### EXERCISE OBJECTIVE
Please output the records below in full, exactly as given, but without the images.

### RECORDS FOR THIS TASK
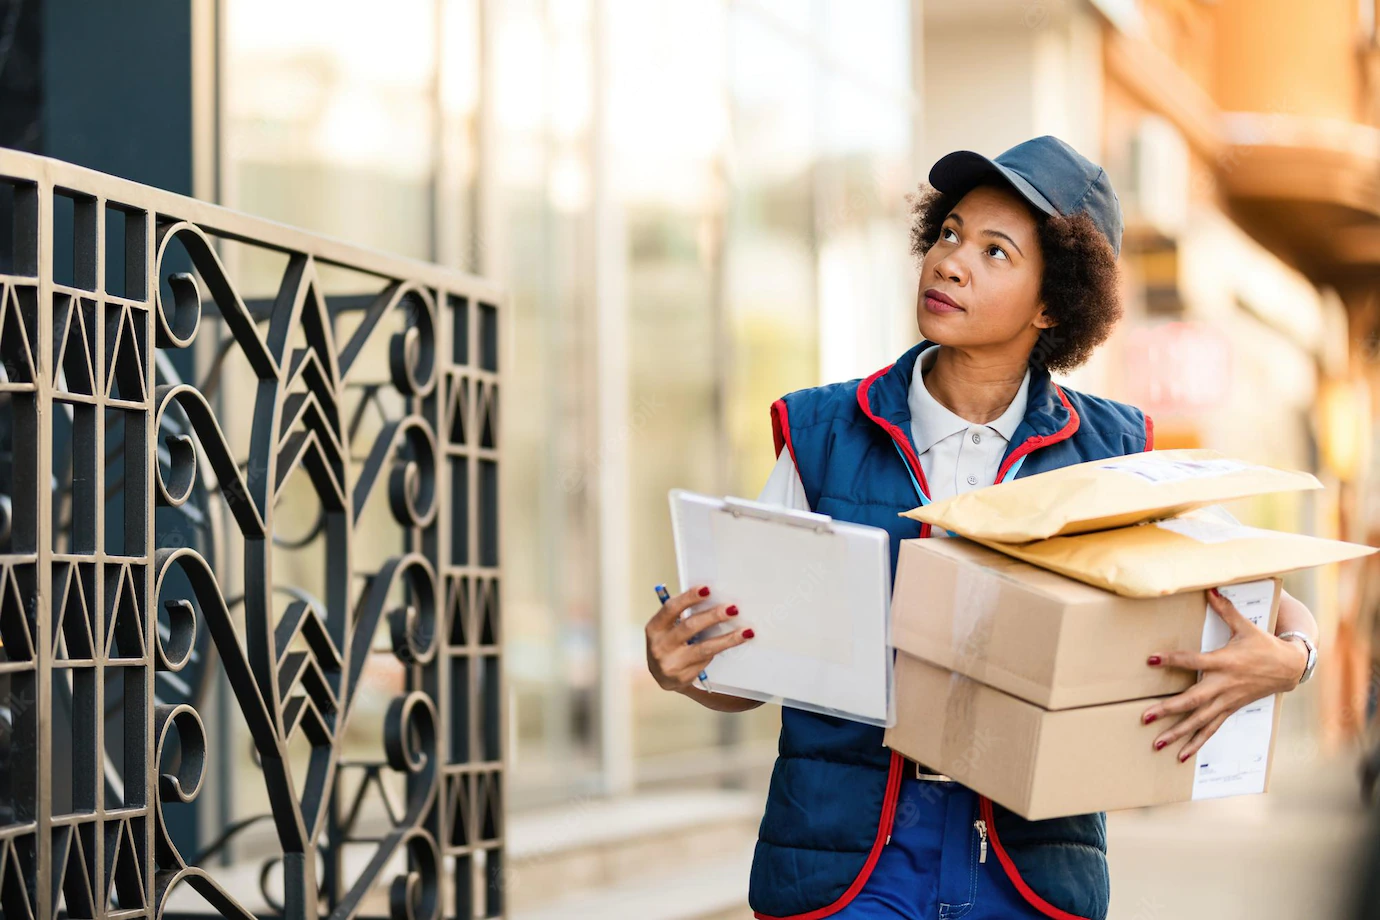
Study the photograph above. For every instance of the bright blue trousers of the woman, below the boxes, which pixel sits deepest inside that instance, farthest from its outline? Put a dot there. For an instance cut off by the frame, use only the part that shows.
(934, 870)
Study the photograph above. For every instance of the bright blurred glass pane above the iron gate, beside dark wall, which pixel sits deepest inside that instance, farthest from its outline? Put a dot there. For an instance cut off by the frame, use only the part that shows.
(331, 122)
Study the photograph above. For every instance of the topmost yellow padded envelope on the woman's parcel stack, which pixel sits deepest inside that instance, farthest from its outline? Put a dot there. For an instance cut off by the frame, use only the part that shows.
(1107, 493)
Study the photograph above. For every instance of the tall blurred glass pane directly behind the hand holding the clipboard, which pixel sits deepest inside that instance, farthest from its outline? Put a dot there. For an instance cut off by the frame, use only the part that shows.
(667, 129)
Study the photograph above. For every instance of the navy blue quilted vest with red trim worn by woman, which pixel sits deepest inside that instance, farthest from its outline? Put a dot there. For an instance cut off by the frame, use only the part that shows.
(834, 788)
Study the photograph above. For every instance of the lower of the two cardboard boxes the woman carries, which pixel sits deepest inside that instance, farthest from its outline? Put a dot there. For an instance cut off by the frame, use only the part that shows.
(1048, 765)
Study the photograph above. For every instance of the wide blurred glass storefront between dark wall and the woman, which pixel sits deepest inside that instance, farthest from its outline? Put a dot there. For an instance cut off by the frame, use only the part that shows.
(696, 208)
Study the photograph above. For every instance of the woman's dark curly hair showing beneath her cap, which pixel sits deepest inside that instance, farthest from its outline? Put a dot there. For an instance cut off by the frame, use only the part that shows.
(1080, 288)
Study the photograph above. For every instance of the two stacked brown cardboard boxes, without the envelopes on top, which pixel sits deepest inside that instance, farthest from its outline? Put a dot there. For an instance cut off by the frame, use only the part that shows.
(1029, 686)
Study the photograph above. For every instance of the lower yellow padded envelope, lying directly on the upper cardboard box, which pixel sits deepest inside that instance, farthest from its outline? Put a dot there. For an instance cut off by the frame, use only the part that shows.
(1190, 552)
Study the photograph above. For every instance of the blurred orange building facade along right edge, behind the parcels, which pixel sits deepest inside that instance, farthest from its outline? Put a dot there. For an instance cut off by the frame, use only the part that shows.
(1247, 139)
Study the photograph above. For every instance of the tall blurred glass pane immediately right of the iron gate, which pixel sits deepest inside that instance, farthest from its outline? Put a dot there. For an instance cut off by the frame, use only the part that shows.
(542, 72)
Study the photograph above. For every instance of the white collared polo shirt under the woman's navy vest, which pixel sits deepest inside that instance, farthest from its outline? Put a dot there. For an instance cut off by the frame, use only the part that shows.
(957, 456)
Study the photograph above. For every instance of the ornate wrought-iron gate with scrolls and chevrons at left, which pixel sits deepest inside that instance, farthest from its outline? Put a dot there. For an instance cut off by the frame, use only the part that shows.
(133, 499)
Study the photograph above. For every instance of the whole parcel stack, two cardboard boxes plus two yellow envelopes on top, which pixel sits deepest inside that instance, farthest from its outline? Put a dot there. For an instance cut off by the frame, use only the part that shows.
(1029, 686)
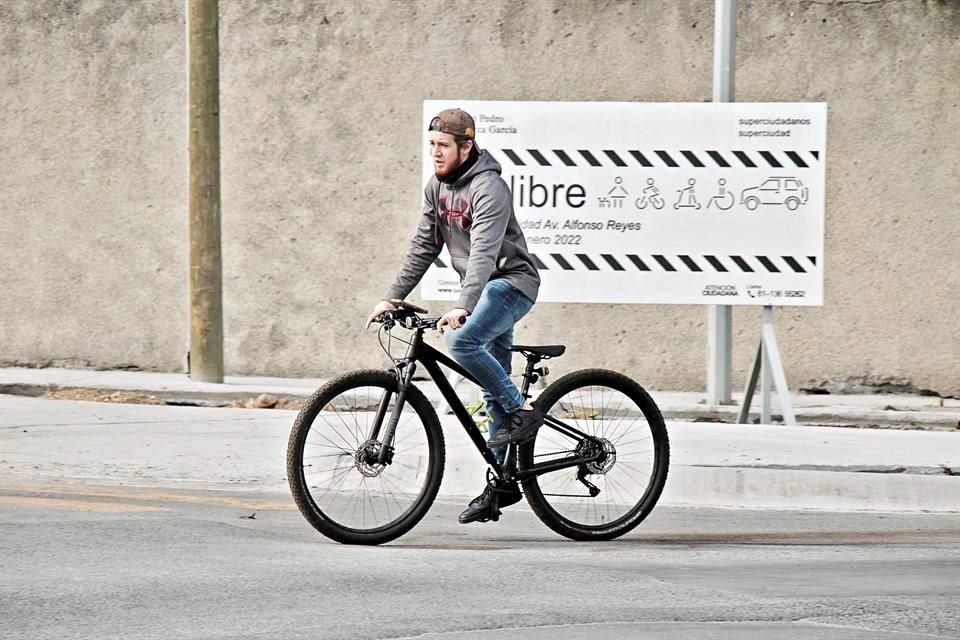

### REPLY TO THE TASK
Study the photograph above. For every instance of the bright blue trousers of the woman, below the boxes, which pixel sits deepest inside that instance, farthest from its outline? Put a dot there. For an instance cut off by the frame, use only the part that shows.
(934, 870)
Study the photograph above. For every instance of the bright blurred glass pane above the iron gate, beside dark wall, which pixel sits deepest inside that instance, farthest from its outline? Put a dot there. For an instance cut off by the frame, use only the part that shows.
(331, 122)
Study the photograph above. For every instance of the topmost yellow padded envelope on the woman's parcel stack, which pixel sits deepest inside that instance, farthest from its outline? Put a dot there. For an instance cut off by the frame, use only the part that shows.
(1107, 493)
Study the photograph above. For every instance of the tall blurred glass pane directly behind the hand holding the clipboard, which pixel sits deepest inside that instance, farthest from its outline? Put a dot there. For an instance cut off by the frame, use only the part that shows.
(667, 129)
Study the photograph above. For every instance of the navy blue quilted vest with red trim worn by woman, which pixel sits deepest inside that instance, farthest from its outline? Put a dot there. For an instance cut off by the frame, use only the part that shows.
(834, 788)
Study the photograph above. For every instance of the lower of the two cardboard boxes the woman carries, which pixel sits deepest inside that instance, farthest from its outline? Put a dot there. For an instance cut off by the frame, use only the part that shows.
(1048, 765)
Study the photograph above. For every instance of the wide blurred glass storefront between dark wall and the woman, which pixel sits deepest inside that instance, farthest from its outline? Put a dot there. For an instance cut off by the frame, use only the part that shows.
(696, 208)
Study the photograph above. For every instance of the woman's dark curly hair showing beneath her cap, which pixel sits deepest inside that instance, farthest from its outline? Put a dot there. For an instance cut off by the frame, use only the part that shows.
(1080, 288)
Study the photograph above. For every instance of the two stacked brown cardboard boxes, without the envelopes on top, which pixel sits deepest inside that instance, farthest from its outline? Put a dot there. For an instance cut off by the frame, use only the part that shows.
(1029, 686)
Study the photograph above. For every instance of the lower yellow padded envelope, lying directly on the upper cardboard box, which pixel sits deepest inside that instance, farthest from its outline? Put a dot there. For an instance cut off by the frame, use only the part that shows.
(1190, 552)
Study the photograph above. For every instance of the blurred orange building facade along right edge, behind the parcels, which pixel sits deepest inside that instance, farthest from its outline? Put a dot there. For an instance cut off by the frame, use only the part that shows.
(1247, 139)
Study the photograph above. For every instance of the tall blurred glass pane immediately right of the iron gate, which pixel sits deepest inside that instance, farthest from its outline? Put a dot there. For an instance cut off by the frame, use only the part that shows.
(542, 72)
Study the photograph above. For every instance of the white collared polo shirt under the woman's navy vest, which pixel sits deepest inside that instance, farthest from its outline? Put a dot there. For an instance cut off by the frame, use only the part that shows.
(957, 456)
Study the photograph above. For every instance of the ornate wrought-iron gate with scrolls and chevrons at left, which pixel sits deepest inside that instance, farthest from its outline? Put a dot there. For an instance cut off by the frame, use only the part that shows.
(133, 499)
Study the photograph above. For every instance of the whole parcel stack, two cardboard boxes plus two yellow envelopes on top, which pixel sits deepest inside that instance, farthest from its outline? Put a dot there. For an instance cut off by the frame, use only the part that shows.
(1029, 686)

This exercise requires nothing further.